▸ **The exercise**
Starting at the first line of the records and stopping after the line that has "408), (313, 668)]", change every "pixel coordinates" to "image coordinates" and write those lines out again with nothing else altered.

▸ **Stored data**
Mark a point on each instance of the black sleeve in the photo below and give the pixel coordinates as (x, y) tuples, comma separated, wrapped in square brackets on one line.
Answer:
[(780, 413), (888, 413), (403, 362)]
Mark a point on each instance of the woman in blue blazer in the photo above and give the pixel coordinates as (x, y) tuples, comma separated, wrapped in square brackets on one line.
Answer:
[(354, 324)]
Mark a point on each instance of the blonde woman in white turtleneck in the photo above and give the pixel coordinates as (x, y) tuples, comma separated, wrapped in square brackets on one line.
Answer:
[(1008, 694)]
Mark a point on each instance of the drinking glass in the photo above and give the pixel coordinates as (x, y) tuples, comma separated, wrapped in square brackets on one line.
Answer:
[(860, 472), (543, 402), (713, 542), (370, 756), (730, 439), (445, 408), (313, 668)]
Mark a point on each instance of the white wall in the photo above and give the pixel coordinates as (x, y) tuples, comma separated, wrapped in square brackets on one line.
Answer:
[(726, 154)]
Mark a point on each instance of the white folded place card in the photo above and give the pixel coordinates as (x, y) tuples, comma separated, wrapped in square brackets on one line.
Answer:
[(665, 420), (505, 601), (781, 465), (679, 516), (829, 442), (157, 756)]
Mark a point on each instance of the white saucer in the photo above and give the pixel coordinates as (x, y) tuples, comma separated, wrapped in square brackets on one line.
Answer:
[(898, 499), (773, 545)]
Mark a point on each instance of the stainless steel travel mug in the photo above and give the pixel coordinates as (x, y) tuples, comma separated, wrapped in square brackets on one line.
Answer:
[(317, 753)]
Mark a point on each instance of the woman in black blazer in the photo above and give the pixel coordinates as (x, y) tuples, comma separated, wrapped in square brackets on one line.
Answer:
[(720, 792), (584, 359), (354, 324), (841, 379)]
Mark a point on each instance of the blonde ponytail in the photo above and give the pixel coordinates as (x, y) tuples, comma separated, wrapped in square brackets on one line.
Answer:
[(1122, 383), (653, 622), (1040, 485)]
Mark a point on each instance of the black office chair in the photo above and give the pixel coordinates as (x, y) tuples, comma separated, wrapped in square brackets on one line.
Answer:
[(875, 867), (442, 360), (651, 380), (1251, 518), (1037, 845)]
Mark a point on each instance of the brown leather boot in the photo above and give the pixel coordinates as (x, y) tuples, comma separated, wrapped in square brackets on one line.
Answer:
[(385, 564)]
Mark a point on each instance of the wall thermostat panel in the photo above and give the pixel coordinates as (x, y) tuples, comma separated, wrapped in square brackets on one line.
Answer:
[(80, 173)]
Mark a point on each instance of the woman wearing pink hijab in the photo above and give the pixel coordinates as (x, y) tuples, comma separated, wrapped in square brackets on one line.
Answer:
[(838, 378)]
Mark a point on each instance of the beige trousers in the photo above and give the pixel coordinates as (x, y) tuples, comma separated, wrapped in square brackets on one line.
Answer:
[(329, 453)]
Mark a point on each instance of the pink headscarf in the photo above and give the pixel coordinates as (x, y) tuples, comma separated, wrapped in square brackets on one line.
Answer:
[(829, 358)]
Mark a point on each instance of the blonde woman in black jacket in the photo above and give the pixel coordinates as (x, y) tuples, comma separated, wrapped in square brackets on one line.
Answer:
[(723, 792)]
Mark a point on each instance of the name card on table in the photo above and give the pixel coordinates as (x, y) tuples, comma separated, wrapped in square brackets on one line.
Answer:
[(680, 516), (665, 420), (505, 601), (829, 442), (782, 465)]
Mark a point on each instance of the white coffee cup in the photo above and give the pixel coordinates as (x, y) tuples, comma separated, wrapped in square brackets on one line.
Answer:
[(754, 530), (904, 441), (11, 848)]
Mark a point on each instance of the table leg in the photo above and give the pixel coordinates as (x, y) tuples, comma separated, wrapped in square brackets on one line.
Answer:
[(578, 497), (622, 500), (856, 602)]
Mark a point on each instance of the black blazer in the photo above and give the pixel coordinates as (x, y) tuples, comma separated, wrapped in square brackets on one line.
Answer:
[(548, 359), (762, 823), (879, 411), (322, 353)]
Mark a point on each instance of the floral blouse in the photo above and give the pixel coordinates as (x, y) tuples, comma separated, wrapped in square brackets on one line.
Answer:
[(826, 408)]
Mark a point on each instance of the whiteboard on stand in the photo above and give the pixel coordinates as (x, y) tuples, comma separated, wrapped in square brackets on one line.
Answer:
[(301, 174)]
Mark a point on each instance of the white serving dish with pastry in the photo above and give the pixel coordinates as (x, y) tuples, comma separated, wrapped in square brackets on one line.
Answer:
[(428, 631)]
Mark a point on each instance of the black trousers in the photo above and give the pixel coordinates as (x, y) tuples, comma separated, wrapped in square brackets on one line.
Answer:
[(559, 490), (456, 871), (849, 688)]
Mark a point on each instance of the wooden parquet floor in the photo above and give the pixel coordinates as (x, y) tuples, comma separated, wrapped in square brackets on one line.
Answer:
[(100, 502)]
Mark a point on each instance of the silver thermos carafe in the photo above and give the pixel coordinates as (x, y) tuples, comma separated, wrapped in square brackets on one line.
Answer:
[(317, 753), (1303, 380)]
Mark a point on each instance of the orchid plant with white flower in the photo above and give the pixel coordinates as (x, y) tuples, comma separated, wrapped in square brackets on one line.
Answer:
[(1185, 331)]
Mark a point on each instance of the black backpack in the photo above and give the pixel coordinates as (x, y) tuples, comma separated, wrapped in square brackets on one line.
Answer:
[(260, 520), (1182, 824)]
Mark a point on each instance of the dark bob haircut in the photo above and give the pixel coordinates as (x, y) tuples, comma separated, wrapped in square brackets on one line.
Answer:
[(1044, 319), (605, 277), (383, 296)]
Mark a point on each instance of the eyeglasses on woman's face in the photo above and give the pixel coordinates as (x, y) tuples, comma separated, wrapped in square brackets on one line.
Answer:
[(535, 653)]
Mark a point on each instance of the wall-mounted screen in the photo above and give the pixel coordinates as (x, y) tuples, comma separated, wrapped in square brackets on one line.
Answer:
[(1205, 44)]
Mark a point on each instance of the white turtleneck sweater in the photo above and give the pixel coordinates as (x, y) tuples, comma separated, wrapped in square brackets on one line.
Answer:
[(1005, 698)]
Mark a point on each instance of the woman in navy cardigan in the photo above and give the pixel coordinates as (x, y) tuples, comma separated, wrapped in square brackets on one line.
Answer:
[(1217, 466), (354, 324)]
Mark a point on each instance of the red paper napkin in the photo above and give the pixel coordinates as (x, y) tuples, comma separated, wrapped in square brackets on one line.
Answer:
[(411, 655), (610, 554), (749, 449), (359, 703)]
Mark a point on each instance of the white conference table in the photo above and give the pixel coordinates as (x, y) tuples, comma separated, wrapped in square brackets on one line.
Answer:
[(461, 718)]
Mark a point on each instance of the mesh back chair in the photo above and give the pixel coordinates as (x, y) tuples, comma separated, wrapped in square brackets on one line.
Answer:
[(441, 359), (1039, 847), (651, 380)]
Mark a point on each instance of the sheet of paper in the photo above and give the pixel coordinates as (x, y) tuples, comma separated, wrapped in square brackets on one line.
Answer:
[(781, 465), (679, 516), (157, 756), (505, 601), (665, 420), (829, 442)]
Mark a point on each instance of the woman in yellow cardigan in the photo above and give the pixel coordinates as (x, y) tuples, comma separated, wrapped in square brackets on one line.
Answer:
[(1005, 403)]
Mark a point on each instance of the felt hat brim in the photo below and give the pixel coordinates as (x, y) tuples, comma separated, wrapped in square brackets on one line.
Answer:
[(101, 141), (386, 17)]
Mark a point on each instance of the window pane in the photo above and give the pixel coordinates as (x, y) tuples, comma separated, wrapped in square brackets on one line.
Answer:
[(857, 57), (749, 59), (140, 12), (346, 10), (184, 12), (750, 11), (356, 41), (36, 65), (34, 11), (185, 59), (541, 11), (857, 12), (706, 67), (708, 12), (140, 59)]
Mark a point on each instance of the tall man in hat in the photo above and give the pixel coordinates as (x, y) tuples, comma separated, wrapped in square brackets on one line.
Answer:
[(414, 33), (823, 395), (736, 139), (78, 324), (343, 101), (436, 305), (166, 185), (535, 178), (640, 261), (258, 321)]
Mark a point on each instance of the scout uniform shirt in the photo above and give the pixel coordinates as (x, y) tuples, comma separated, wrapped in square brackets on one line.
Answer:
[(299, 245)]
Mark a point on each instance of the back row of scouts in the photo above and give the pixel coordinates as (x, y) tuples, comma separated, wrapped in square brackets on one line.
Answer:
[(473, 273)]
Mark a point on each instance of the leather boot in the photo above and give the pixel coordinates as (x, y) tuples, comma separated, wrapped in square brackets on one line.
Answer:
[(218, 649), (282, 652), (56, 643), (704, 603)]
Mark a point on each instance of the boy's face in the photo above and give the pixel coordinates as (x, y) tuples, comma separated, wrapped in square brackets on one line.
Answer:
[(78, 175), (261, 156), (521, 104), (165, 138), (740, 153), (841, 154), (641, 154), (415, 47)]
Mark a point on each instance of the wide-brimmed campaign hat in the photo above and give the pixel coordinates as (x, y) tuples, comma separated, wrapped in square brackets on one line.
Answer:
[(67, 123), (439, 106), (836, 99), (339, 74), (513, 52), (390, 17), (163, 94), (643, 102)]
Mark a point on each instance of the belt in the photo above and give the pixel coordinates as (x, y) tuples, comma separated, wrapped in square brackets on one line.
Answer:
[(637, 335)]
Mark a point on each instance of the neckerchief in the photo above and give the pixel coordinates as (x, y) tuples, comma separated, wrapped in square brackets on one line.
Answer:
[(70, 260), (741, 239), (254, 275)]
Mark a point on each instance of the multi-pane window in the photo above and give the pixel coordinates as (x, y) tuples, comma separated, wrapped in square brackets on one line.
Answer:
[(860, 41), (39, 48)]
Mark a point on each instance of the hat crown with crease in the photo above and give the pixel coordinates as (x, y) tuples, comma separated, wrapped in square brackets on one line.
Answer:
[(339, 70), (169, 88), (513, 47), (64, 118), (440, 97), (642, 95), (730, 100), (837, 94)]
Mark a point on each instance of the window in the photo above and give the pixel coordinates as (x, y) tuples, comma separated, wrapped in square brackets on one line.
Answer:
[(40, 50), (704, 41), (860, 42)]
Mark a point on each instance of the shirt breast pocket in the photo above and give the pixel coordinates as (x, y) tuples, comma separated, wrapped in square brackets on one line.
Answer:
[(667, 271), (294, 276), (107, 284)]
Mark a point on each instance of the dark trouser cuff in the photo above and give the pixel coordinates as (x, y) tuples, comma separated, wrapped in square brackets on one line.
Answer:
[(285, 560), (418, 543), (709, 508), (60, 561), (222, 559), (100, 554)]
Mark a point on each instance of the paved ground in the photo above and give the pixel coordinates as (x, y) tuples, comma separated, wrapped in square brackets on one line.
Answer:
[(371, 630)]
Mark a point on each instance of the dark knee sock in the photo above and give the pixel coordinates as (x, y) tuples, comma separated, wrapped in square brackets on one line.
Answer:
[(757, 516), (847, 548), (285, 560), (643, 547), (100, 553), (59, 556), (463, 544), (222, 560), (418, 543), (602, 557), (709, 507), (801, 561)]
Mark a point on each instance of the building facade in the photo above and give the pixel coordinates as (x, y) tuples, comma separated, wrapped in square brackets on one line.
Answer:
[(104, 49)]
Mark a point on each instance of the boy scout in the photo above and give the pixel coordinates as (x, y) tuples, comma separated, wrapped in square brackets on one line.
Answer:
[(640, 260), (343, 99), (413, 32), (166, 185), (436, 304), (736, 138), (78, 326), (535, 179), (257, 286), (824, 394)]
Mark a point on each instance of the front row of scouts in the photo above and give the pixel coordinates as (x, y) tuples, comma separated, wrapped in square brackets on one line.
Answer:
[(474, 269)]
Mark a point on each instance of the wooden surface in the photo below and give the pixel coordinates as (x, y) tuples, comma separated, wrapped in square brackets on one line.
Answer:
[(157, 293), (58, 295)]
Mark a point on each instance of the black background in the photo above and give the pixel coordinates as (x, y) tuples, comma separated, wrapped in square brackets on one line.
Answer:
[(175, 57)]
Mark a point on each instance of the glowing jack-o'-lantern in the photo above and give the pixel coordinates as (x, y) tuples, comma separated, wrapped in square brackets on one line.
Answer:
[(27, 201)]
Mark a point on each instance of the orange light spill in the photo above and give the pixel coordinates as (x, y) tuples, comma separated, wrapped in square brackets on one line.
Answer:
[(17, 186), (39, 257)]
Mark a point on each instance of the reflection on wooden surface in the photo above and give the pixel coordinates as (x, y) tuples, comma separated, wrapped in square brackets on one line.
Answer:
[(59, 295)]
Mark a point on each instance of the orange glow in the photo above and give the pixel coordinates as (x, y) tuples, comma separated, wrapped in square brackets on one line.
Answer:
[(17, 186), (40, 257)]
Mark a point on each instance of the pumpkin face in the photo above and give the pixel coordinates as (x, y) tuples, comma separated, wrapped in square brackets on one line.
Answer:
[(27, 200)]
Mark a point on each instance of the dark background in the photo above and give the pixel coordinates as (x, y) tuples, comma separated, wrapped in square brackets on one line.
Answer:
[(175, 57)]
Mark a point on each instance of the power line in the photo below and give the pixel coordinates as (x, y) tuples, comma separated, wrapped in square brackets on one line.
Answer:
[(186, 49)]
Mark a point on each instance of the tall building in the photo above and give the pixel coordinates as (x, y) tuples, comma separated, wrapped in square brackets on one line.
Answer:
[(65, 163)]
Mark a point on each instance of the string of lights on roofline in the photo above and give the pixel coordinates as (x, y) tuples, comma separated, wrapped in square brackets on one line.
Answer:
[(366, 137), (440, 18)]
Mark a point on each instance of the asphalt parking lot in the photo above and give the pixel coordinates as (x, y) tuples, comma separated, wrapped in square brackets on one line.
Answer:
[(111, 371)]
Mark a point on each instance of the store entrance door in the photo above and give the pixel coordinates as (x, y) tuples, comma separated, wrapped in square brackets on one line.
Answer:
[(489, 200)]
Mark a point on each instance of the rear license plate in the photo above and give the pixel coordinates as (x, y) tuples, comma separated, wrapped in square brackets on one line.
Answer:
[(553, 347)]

▸ **Exercise result**
Mark a point on each instance of the black sleeve in the photo below and give the image coordinates as (x, y) tuples, comma separated, wrapped in square brackets on one line.
Answer:
[(780, 413), (888, 413), (403, 362)]
Mark a point on each instance of the woman in blue blazer in the photo above and give the image coordinates as (x, y) tuples, comma separated, wrapped in square brackets on one line.
Answer:
[(354, 324)]
Mark a point on each instance of the blonde woman in white turtleneck in the photo above and give the image coordinates as (x, y) tuples, comma separated, wrapped in square brackets on one line.
Answer:
[(1008, 694)]
Mark a point on each instance of the drinking glass in the photo above and give the image coordinates as (x, y) tuples, comma separated, wrapped in square brackets on one line.
Answer:
[(860, 472), (543, 402), (713, 542), (370, 756), (730, 439), (445, 408), (313, 668)]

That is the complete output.